Data to examine Block Start
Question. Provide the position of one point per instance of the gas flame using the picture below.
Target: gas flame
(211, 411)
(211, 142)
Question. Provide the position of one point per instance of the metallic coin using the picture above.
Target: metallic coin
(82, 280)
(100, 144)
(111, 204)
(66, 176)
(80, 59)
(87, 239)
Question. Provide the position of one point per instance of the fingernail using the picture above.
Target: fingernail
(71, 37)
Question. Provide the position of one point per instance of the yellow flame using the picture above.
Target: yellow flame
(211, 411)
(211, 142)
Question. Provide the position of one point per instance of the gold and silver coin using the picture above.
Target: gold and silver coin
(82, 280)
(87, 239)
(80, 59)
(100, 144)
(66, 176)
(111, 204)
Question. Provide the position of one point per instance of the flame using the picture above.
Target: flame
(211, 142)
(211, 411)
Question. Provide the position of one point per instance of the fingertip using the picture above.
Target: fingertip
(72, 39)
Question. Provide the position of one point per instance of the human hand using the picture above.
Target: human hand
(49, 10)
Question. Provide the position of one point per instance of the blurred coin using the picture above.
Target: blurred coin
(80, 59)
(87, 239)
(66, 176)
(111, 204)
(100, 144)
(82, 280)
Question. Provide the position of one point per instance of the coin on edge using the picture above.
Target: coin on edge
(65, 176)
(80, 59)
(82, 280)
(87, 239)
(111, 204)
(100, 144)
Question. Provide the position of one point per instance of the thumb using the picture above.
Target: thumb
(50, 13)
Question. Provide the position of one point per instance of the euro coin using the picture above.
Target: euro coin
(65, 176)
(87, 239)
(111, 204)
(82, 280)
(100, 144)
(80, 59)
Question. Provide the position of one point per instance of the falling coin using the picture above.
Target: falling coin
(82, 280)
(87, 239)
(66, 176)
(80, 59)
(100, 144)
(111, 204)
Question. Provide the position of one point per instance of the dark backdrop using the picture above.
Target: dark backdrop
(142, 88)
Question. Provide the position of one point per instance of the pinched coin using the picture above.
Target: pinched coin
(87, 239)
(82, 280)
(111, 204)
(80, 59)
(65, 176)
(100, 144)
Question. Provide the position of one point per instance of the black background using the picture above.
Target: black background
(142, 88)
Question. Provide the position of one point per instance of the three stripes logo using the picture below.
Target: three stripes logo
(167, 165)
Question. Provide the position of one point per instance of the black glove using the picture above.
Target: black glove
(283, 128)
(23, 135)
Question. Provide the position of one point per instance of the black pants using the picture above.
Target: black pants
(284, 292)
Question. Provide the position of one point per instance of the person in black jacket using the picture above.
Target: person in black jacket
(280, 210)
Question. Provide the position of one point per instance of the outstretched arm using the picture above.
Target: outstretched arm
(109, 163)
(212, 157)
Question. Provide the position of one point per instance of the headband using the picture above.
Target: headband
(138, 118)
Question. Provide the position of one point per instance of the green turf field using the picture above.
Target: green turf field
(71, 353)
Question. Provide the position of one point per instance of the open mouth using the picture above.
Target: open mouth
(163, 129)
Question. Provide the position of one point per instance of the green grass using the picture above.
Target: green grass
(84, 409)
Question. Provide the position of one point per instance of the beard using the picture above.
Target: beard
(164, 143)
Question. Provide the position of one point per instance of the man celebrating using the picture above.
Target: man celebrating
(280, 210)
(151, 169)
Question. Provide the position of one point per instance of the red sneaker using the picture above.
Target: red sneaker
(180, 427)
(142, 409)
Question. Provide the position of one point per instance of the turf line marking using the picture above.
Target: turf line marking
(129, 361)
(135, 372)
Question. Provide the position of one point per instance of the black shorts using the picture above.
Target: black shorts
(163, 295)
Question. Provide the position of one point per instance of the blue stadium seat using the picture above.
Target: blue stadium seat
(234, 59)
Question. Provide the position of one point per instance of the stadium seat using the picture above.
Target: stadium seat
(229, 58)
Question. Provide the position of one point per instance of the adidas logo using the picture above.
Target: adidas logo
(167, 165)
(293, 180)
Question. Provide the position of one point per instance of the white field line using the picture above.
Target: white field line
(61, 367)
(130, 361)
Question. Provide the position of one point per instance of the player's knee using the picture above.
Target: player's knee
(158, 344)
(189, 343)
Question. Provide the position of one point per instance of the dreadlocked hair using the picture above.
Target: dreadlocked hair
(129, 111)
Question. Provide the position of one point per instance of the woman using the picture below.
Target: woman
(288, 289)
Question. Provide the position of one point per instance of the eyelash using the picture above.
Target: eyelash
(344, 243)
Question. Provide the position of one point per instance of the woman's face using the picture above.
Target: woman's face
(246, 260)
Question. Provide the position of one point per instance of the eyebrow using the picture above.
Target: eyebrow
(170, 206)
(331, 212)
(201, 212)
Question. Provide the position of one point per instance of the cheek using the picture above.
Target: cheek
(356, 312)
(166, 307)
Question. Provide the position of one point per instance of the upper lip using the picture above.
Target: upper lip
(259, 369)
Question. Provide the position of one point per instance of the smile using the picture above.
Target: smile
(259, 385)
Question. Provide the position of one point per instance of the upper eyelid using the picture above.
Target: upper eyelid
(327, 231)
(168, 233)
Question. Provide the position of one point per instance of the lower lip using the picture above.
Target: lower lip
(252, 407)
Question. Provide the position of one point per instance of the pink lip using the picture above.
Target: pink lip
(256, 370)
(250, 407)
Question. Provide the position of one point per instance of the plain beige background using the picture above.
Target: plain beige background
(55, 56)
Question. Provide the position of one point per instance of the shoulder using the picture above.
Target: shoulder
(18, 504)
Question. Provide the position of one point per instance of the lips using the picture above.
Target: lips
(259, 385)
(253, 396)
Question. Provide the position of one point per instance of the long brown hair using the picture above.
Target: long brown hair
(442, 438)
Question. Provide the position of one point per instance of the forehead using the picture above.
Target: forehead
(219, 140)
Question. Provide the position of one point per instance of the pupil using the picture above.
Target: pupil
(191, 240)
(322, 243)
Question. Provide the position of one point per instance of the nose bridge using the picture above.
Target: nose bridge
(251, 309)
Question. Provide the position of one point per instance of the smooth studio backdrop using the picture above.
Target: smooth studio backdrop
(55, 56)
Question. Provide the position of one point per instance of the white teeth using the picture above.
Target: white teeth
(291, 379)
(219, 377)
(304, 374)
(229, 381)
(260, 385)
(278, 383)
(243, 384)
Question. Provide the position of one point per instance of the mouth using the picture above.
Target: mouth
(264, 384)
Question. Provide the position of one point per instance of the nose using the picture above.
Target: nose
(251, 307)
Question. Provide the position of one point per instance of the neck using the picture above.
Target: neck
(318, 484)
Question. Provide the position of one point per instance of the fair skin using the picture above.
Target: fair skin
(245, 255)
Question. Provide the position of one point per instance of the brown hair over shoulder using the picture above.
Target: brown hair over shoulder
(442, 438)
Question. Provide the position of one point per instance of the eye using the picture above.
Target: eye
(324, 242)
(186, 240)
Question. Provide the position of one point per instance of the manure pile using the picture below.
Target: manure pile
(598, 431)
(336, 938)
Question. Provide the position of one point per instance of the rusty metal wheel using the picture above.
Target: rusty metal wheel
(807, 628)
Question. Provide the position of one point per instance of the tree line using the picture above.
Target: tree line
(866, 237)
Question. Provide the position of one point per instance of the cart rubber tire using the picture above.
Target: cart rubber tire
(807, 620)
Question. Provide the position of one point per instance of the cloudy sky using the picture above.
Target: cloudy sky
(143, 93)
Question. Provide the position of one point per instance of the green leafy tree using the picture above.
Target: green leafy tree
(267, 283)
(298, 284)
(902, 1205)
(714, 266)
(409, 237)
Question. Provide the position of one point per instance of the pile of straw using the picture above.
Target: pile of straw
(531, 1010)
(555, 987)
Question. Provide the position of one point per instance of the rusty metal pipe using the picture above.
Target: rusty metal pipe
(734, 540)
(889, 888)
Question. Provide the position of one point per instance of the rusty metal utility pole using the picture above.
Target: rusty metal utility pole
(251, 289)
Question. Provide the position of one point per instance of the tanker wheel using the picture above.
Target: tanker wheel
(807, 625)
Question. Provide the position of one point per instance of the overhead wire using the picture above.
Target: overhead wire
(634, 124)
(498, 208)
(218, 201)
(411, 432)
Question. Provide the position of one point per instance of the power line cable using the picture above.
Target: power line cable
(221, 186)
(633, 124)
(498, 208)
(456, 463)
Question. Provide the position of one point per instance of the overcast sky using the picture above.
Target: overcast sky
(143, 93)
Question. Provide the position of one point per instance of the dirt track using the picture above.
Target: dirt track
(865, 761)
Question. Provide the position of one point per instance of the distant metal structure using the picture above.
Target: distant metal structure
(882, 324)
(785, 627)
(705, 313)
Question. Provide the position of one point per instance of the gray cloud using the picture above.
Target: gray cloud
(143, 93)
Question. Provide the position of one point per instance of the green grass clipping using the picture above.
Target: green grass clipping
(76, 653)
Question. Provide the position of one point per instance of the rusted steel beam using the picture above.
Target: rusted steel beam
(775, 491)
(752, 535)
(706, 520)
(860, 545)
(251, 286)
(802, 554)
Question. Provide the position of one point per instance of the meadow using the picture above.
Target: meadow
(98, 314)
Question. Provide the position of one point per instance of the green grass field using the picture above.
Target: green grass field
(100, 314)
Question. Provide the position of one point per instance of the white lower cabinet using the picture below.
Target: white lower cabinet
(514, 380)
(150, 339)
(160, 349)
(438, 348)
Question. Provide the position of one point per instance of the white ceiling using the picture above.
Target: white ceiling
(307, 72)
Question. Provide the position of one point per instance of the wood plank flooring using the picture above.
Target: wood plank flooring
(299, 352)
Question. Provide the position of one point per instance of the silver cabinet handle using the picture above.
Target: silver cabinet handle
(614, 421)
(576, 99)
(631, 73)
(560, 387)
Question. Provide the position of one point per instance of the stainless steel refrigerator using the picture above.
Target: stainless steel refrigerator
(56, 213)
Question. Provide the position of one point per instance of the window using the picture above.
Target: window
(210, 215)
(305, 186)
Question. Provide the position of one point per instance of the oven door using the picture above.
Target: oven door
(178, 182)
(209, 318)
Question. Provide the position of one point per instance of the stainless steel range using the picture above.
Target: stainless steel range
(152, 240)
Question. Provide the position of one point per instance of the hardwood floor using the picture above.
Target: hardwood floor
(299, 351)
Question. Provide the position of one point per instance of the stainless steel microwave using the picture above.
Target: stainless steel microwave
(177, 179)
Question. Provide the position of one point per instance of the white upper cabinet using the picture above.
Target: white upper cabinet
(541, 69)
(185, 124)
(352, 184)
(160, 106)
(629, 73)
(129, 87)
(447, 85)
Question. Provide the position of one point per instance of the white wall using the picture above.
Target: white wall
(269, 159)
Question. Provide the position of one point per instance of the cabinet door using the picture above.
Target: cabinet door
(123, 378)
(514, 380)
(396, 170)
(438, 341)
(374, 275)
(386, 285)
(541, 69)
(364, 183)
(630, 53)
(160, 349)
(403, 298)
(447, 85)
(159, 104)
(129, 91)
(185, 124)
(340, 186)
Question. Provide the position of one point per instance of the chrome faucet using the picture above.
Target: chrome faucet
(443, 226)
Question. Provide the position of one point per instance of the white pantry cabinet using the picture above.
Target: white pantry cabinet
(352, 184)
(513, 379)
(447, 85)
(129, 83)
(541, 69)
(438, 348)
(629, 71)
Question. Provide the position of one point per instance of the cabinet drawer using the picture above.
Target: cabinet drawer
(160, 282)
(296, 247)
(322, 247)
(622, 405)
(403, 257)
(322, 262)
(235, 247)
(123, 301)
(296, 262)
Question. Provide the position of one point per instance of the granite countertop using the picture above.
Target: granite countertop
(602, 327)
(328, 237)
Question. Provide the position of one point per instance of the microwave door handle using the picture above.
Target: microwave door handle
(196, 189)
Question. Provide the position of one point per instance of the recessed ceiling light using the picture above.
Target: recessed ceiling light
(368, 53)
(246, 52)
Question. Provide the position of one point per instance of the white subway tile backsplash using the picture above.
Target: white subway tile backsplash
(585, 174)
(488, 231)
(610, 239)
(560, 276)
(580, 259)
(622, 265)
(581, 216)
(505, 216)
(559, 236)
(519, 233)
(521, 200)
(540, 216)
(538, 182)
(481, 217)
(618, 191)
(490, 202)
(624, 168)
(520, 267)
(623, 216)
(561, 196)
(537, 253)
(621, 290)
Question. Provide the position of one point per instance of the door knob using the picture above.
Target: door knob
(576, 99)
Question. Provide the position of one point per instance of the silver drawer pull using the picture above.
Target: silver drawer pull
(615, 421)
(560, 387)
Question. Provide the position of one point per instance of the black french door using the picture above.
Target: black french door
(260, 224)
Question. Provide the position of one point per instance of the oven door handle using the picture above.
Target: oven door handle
Data to examine Block End
*Task details:* When you reach the line holding "Target: silver cabinet handle" in the records above, begin reproducing exactly, stop after the line holding "pantry cabinet using the picture above.", and output nothing else.

*Answer for the task:*
Target: silver cabinet handle
(614, 421)
(576, 99)
(631, 73)
(560, 387)
Question. Provide the position of one point per instance of the stainless steel refrigerator using the picture above.
Target: stainless steel refrigerator
(56, 213)
Question. Provide the position of one point per instance of the window using the picture above.
Target: window
(210, 215)
(305, 186)
Question. Provide the position of one point per instance of the oven door using the picture above.
Target: oven door
(178, 182)
(209, 318)
Question. Provide the position of one point per instance of the stainless steel range using the picture above.
Target: stainless steel range
(152, 240)
Question. Provide the position of one point per instance of the hardwood floor using the picture above.
Target: hardwood floor
(299, 351)
Question. Provide the position of one point per instance of the stainless steel microwave using the picture above.
Target: stainless steel microwave
(177, 179)
Question. Provide the position of one point per instance of the white upper cabinet using the picture above.
Target: white upper cabinet
(541, 69)
(185, 124)
(352, 184)
(160, 106)
(629, 73)
(129, 87)
(447, 85)
Question. Provide the position of one point per instance of the white wall using the picture above.
Target: white wall
(269, 159)
Question. Provide the position of one point per instance of the cabinet door using the picture above.
Target: cabinet door
(123, 378)
(514, 380)
(396, 170)
(438, 341)
(374, 275)
(386, 285)
(541, 69)
(364, 183)
(630, 53)
(160, 349)
(403, 298)
(447, 85)
(159, 104)
(129, 91)
(185, 124)
(340, 186)
Question. Provide the position of one point per instance of the chrome faucet using the picture above.
Target: chrome faucet
(443, 226)
Question. Provide the position of one point per instance of the white pantry cabinet using the picture above.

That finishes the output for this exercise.